_Data to process_

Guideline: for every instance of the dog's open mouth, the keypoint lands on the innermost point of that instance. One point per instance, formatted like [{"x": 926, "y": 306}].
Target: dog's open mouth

==

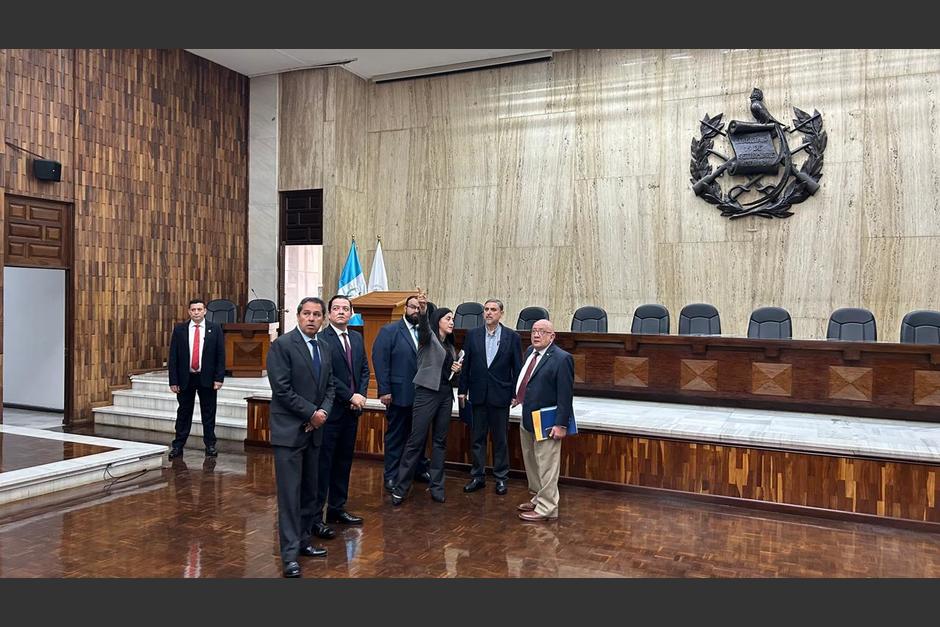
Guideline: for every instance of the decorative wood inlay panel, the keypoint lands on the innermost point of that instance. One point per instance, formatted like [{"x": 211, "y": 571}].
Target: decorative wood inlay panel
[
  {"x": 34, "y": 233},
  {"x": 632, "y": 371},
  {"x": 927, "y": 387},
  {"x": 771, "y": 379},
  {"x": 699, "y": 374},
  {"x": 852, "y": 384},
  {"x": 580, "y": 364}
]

_Task statement_
Output the lines from the one holding "Guideline: for every instance of the dog's" through the one holding "Target: dog's open mouth", both included, as a JSON list of strings with one string per line and blank lines left out.

_Right answer_
[
  "Guideline: for every instance of the dog's open mouth, the keypoint lands on the innermost point of that instance. One point per instance, formatted like [{\"x\": 926, \"y\": 306}].",
  "Target: dog's open mouth"
]